= ASSIGNMENT =
Scan the entries that follow and work out how many lines contain "then". Give the number and nothing else.
ENTRIES SUPPLIED: Begin
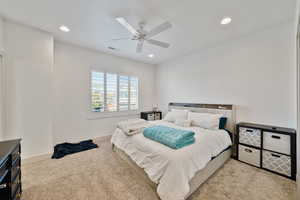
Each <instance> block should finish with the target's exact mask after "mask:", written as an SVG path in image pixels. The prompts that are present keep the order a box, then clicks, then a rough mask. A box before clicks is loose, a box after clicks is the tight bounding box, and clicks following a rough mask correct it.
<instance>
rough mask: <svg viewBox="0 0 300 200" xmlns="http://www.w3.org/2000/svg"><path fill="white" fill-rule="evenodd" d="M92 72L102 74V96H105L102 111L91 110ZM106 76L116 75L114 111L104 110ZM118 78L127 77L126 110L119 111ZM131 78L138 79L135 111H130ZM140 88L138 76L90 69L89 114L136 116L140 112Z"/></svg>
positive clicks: (119, 89) (105, 109) (105, 104)
mask: <svg viewBox="0 0 300 200" xmlns="http://www.w3.org/2000/svg"><path fill="white" fill-rule="evenodd" d="M93 72H99V73H103V74H104V94H105V97H104V105H105V106H104V111H102V112H101V111H99V112H97V111H94V110H93V107H92V105H93V101H92V85H93V83H92V73H93ZM107 74H116V75H117V110H116V111H108V110H107V108H106V102H107V99H106V94H107V89H106V84H107V83H106V78H107V77H106V76H107ZM120 76H127V77H129V78H128V110H123V111H121V110H120V108H119V98H120V95H119V92H120V87H119V83H120V79H119V77H120ZM131 77H134V78H137V79H138V95H137V98H138V101H137V104H138V108H137V109H130V107H131V106H130V103H131V101H130V99H131V98H130V90H131V88H130V87H131V83H130V82H131ZM140 87H141V82H140V78H139V76H136V75H129V74H126V73H118V72H114V71H107V70H101V69H95V68H91V69H90V71H89V97H88V98H89V109H88V110H89V112H90V113H93V115H105V116H106V115H108V116H110V115H117V116H118V115H119V116H125V115H130V114H138V113H139V112H140V105H141V95H140V94H141V92H140Z"/></svg>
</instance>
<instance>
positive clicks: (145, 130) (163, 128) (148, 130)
mask: <svg viewBox="0 0 300 200" xmlns="http://www.w3.org/2000/svg"><path fill="white" fill-rule="evenodd" d="M143 134H144V136H145V137H146V138H149V139H151V140H154V141H156V142H159V143H162V144H164V145H167V146H168V147H171V148H173V149H180V148H182V147H184V146H187V145H190V144H193V143H194V142H195V138H194V135H195V133H194V132H193V131H187V130H180V129H175V128H170V127H167V126H152V127H149V128H145V129H144V132H143Z"/></svg>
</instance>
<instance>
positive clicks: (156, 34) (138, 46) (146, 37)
mask: <svg viewBox="0 0 300 200" xmlns="http://www.w3.org/2000/svg"><path fill="white" fill-rule="evenodd" d="M116 20H117V21H118V22H119V23H120V24H121V25H122V26H124V27H125V28H126V29H127V30H128V31H129V32H130V33H131V34H132V35H133V37H131V38H118V39H113V40H114V41H118V40H137V41H138V43H137V47H136V52H137V53H141V52H142V51H143V46H144V42H145V41H146V42H148V43H149V44H152V45H156V46H159V47H163V48H169V47H170V44H169V43H166V42H161V41H158V40H153V39H151V38H152V37H154V36H156V35H158V34H159V33H161V32H163V31H165V30H167V29H169V28H171V27H172V24H171V23H170V22H165V23H163V24H161V25H159V26H157V27H155V28H154V29H152V30H151V31H146V30H144V26H145V23H142V22H141V23H139V29H135V28H133V26H131V25H130V24H129V23H128V22H127V21H126V19H124V18H123V17H118V18H116Z"/></svg>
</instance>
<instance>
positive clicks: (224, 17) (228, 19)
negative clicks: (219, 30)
mask: <svg viewBox="0 0 300 200" xmlns="http://www.w3.org/2000/svg"><path fill="white" fill-rule="evenodd" d="M231 21H232V19H231V18H230V17H224V18H223V19H222V20H221V24H222V25H227V24H230V23H231Z"/></svg>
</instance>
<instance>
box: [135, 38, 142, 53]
mask: <svg viewBox="0 0 300 200" xmlns="http://www.w3.org/2000/svg"><path fill="white" fill-rule="evenodd" d="M143 46H144V40H139V41H138V44H137V46H136V52H137V53H141V52H142V51H143Z"/></svg>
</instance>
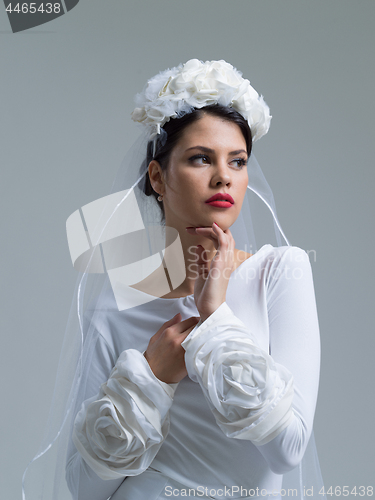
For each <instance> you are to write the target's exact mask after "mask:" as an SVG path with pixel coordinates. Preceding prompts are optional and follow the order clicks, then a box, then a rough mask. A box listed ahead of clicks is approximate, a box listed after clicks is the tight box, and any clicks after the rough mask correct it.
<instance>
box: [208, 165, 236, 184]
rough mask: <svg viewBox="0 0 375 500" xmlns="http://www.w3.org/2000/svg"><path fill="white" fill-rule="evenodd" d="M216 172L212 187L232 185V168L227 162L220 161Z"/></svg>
mask: <svg viewBox="0 0 375 500" xmlns="http://www.w3.org/2000/svg"><path fill="white" fill-rule="evenodd" d="M215 167H216V168H215V172H214V174H213V176H212V178H211V185H212V186H213V187H217V186H230V185H231V184H232V178H231V172H230V168H229V167H228V165H227V162H226V161H225V160H220V161H218V162H217V164H216V165H215Z"/></svg>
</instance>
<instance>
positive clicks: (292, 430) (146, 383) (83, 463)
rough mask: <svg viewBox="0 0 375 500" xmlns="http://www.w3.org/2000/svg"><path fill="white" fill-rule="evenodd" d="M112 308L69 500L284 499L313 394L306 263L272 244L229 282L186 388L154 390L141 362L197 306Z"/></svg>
mask: <svg viewBox="0 0 375 500" xmlns="http://www.w3.org/2000/svg"><path fill="white" fill-rule="evenodd" d="M124 293H127V294H129V293H130V294H135V296H136V295H137V294H143V293H144V292H140V291H138V290H135V289H131V288H128V289H127V291H126V292H125V291H124ZM124 300H126V297H125V298H124ZM105 308H106V309H107V310H108V314H105V315H103V314H101V316H100V317H101V318H102V319H101V321H100V323H99V322H98V324H95V328H96V331H97V335H96V340H95V346H94V348H93V355H92V359H91V364H90V373H89V377H88V378H87V380H88V382H87V385H86V387H85V388H84V389H83V394H84V397H83V398H82V399H83V403H82V407H81V408H80V410H79V412H78V414H77V417H76V419H75V424H74V430H73V432H72V442H71V444H70V446H69V452H68V458H67V465H66V477H67V482H68V485H69V489H70V491H71V493H72V496H73V499H74V500H107V498H109V497H111V498H112V499H113V500H156V499H164V498H176V496H178V495H177V493H178V492H179V495H180V496H188V493H186V494H184V491H183V490H184V489H185V491H186V492H188V491H189V488H190V489H195V490H196V492H201V494H199V495H198V494H196V496H198V497H199V498H223V497H224V498H225V495H224V493H226V496H227V497H230V498H252V499H254V498H264V497H265V495H264V493H261V491H262V490H263V492H264V491H266V492H267V493H268V494H271V495H273V496H272V498H282V496H280V495H281V494H280V491H281V489H282V478H283V476H282V475H283V473H285V472H287V471H289V470H291V469H292V468H294V467H295V466H296V465H297V464H298V463H299V462H300V461H301V459H302V457H303V454H304V451H305V448H306V446H307V443H308V441H309V438H310V435H311V432H312V428H313V417H314V411H315V405H316V399H317V392H318V382H319V368H320V341H319V326H318V318H317V312H316V304H315V295H314V286H313V280H312V274H311V266H310V262H309V259H308V256H307V254H306V253H305V252H304V251H303V250H301V249H299V248H297V247H286V246H285V247H279V248H274V247H273V246H271V245H265V246H263V247H262V248H261V249H260V250H259V251H258V252H257V253H256V254H254V255H253V256H251V257H250V258H248V259H247V260H246V261H244V262H243V263H242V264H241V265H240V266H239V267H238V268H237V269H236V270H235V271H234V272H233V273H232V275H231V278H230V281H229V286H228V290H227V295H226V302H225V303H223V304H222V305H221V306H220V307H219V308H218V309H217V310H216V311H215V312H214V313H213V314H212V315H211V316H210V317H209V318H208V319H207V320H206V321H205V322H203V323H202V322H201V321H200V322H199V323H198V325H197V326H196V327H195V328H194V330H193V331H192V332H191V333H190V334H189V336H188V337H187V338H186V339H185V341H184V342H183V346H184V348H185V350H186V356H185V359H186V366H187V369H188V373H189V377H185V378H184V379H183V380H182V381H181V382H180V383H179V384H165V383H163V382H161V381H160V380H158V379H157V378H156V377H155V376H154V374H153V373H152V371H151V369H150V367H149V365H148V363H147V361H146V359H145V358H144V356H143V354H142V353H143V352H144V351H145V349H146V348H147V345H148V342H149V340H150V338H151V337H152V335H154V334H155V333H156V331H157V330H158V329H159V328H160V326H161V325H162V324H163V323H164V322H166V321H167V320H169V319H171V318H172V317H173V316H174V315H175V314H176V313H177V312H181V314H182V319H186V318H188V317H190V316H199V314H198V311H197V309H196V307H195V303H194V297H193V296H192V295H189V296H187V297H181V298H175V299H163V298H155V300H153V301H151V302H148V303H146V304H143V305H140V306H138V307H134V308H131V309H127V310H126V311H119V310H118V308H117V306H116V302H115V299H114V297H113V295H110V294H109V295H108V300H107V304H106V305H105ZM103 317H105V320H103ZM77 411H78V409H77ZM125 478H126V480H125V481H124V479H125ZM173 491H174V493H172V492H173ZM228 492H230V493H231V494H229V493H228ZM272 492H273V493H272ZM192 494H193V493H192V491H190V496H192ZM111 495H112V496H111ZM278 495H279V496H278Z"/></svg>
ENTRIES SUPPLIED: End
= ANSWER SPACE =
2